**PAGE EXCERPT:**
◇ ◇ ◇

Wireless Communication Method, Terminal Device, and Network Device

This application is a Continuation application of International Application No. PCT/CN2022/140558 filed on Dec. 21, 2022, which is incorporated herein by reference in its entirety.

Embodiments of the present disclosure relate to the field of communications, and in particular, to a wireless communication method, a terminal device, and a network device.

In a new radio (NR) system, artificial intelligence (AI)/machine learning (ML) may be introduced to improve system performance. For example, AI/ML models are introduced to perform a beam (pair) prediction, that is, the beam (pair) prediction is performed through trained AI/ML models, which improves the performance of the beam management system. However, a group beam (pair) prediction is introduced in the NR evolution, and how to implement the group beam (pair) prediction based on AI/ML models is a problem to be solved.

Embodiments of the present disclosure provide a wireless communication method, a terminal device and a network device.

In a first aspect, a wireless communication method is provided, and the method includes:

In a second aspect, a wireless communication method is provided, and the method includes:

In a third aspect, a terminal device is provided, which is configured to perform the method in the first aspect.

In some embodiments, the terminal device includes a functional module configured to perform the method in the above first aspect.

In a fourth aspect, a network device is provided, which is configured to perform the method in the second aspect.

In some embodiments, the network device includes a functional module configured to perform the method in the above second aspect.

In a fifth aspect, a terminal device is provided, which includes a processor and a memory. The memory is configured to store a computer program, and the processor is configured to call the computer program stored in the memory and run the computer program, to enable the terminal device to perform the method in the above first aspect.

◇ ◇ ◇

**MATERIAL:**
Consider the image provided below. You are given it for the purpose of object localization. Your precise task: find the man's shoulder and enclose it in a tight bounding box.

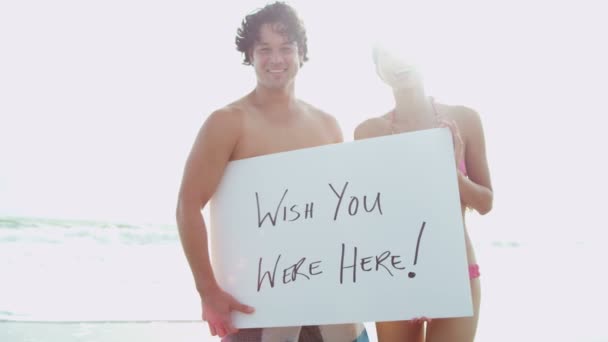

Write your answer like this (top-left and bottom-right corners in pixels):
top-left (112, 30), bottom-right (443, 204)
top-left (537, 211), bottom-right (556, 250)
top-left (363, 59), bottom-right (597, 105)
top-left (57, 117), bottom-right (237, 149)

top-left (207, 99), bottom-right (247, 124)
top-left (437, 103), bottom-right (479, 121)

◇ ◇ ◇

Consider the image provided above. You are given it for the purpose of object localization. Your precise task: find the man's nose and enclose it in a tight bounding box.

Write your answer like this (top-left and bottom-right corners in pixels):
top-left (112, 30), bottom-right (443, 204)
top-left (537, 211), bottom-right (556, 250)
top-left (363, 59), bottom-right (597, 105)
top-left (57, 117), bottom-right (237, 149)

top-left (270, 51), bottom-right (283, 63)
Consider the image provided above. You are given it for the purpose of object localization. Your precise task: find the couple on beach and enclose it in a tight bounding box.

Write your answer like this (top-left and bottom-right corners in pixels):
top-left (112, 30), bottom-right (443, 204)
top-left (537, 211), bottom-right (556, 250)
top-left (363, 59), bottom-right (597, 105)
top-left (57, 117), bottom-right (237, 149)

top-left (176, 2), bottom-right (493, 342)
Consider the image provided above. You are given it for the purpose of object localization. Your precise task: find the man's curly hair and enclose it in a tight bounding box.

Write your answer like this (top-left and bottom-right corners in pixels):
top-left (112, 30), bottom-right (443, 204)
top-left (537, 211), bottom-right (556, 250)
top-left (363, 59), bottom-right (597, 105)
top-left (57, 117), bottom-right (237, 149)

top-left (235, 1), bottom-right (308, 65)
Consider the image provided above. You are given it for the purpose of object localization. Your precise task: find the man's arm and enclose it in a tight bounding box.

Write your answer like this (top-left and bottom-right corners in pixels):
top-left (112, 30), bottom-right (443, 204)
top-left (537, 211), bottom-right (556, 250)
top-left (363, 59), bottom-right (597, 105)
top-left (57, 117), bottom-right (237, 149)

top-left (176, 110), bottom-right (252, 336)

◇ ◇ ◇

**INSTRUCTION:**
Pick up the patent description on the wireless communication method, terminal device, and network device, and write the passage that follows its last sentence.

**WRITTEN REPLY:**
In a sixth aspect, a network device is provided, which includes a processor and a memory. The memory is configured to store a computer program, and the processor is configured to call the computer program stored in the memory and run the computer program, to enable the network device to perform the method in the above second aspect.

In a seventh aspect, an apparatus is provided to implement the method in any one of the first and second aspects above.

In some embodiments, the apparatus includes: a processor, which is configured to call a computer program from a memory and run the computer program, to enable a device equipped with the apparatus to perform the method in any one of the first and second aspects described above.

In an eighth aspect, a non-transitory computer-readable storage medium is provided, which is configured to store a computer program, the computer program enabling a computer to perform the method in any one of the first and second aspects above.

In a ninth aspect, a computer program product is provided, which includes computer program instructions, the computer program instructions enabling a computer to perform the method in any one of the first and second aspects above.

In a tenth aspect, a computer program is provided. The computer program, when executed on a computer, enables the computer to perform the method in any one of the first and second aspects above.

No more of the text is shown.